(Data from a point labeling set)
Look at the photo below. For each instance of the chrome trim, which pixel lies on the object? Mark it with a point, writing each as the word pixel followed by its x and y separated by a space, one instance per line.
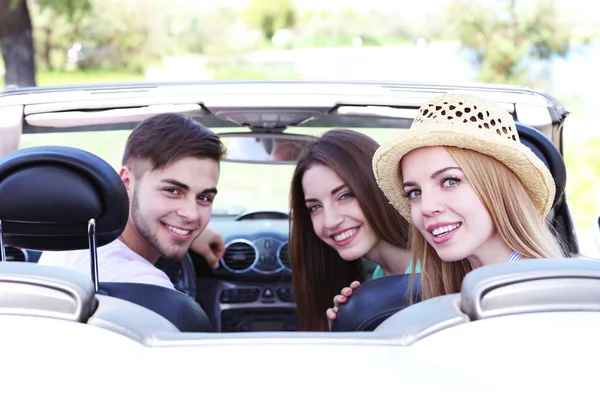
pixel 281 267
pixel 273 303
pixel 93 252
pixel 284 267
pixel 228 268
pixel 2 249
pixel 24 252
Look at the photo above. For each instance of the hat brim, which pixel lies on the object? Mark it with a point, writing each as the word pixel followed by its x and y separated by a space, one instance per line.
pixel 531 171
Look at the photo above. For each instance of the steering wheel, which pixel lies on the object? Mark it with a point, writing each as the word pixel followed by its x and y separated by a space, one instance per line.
pixel 182 274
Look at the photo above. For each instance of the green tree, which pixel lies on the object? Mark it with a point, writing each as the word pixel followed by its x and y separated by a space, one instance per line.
pixel 270 16
pixel 16 36
pixel 506 36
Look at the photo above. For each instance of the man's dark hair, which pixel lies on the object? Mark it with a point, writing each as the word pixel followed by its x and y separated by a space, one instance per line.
pixel 167 138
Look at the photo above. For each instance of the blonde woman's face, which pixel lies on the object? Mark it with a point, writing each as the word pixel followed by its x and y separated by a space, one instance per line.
pixel 445 208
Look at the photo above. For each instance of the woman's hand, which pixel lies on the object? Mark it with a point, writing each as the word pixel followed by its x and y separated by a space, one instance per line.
pixel 339 300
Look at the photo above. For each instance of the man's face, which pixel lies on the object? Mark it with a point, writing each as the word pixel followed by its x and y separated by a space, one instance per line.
pixel 170 207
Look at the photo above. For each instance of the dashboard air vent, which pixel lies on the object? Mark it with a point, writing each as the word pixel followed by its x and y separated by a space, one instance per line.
pixel 283 255
pixel 14 254
pixel 240 256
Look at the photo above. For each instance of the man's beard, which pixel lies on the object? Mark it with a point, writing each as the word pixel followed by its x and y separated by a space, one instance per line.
pixel 168 252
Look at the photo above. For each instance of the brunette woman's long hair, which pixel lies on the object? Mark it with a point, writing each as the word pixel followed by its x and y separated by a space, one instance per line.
pixel 319 273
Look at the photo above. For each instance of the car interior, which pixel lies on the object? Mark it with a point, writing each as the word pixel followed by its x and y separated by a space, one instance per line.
pixel 63 197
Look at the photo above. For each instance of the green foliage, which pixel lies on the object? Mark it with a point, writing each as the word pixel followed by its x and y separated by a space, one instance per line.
pixel 69 8
pixel 270 16
pixel 506 38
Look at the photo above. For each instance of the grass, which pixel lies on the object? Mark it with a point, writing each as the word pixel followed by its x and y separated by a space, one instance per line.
pixel 54 78
pixel 583 180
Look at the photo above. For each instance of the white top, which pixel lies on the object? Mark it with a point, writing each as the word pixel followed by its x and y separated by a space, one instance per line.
pixel 116 263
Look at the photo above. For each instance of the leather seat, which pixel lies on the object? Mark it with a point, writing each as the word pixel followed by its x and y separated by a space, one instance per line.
pixel 49 196
pixel 378 299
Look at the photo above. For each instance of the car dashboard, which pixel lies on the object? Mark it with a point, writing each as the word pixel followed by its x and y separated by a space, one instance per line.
pixel 251 290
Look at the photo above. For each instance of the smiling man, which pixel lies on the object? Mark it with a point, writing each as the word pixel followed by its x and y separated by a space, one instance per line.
pixel 170 170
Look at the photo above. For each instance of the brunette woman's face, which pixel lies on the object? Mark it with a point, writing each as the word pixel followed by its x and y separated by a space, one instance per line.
pixel 337 217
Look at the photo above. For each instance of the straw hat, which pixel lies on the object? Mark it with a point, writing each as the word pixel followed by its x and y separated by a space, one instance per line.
pixel 467 122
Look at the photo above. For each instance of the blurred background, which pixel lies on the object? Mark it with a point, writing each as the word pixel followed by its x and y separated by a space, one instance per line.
pixel 552 45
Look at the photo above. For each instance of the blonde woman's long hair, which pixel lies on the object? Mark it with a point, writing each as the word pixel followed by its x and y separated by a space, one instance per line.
pixel 517 221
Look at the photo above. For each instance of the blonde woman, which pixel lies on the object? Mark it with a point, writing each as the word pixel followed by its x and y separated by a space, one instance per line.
pixel 473 193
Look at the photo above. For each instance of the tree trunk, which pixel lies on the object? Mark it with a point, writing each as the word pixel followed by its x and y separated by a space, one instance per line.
pixel 16 43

DIRECTIVE
Please copy out, unchanged, the part of the data above that opens with the line containing "the man's face, which" and closes with the line containing "pixel 63 197", including both of those lines.

RESULT
Look at the photo above. For each instance of the man's face, which pixel lies on the object? Mark it with a point, writing each as the word pixel followed by its x and y separated by a space, one instance per line.
pixel 170 207
Look at the photo above. For each instance of the dashboard air vent, which pixel lies on the object? Mark it with a point, writing each as the word pixel followed by its x and y separated by a space, one instance per line.
pixel 283 255
pixel 14 254
pixel 240 256
Look at the photo above. For each instance of the man's beard, which pixel lies on the object? Mark it with a point, writing each as the word pixel followed by its x and y separated by a space, one instance per line.
pixel 168 252
Look at the photo above. For each instance of the brunette woman's long hair, which pixel lies on the object? Mark it with a point, writing each as the word pixel followed by its x and y separated by a space, one instance per line.
pixel 319 273
Look at the photo above. For each instance of the car interior, which pixel lies on the object? Mark it with a point, writing each as the word pixel followed by its x and y separated by a space, one instance per line.
pixel 63 197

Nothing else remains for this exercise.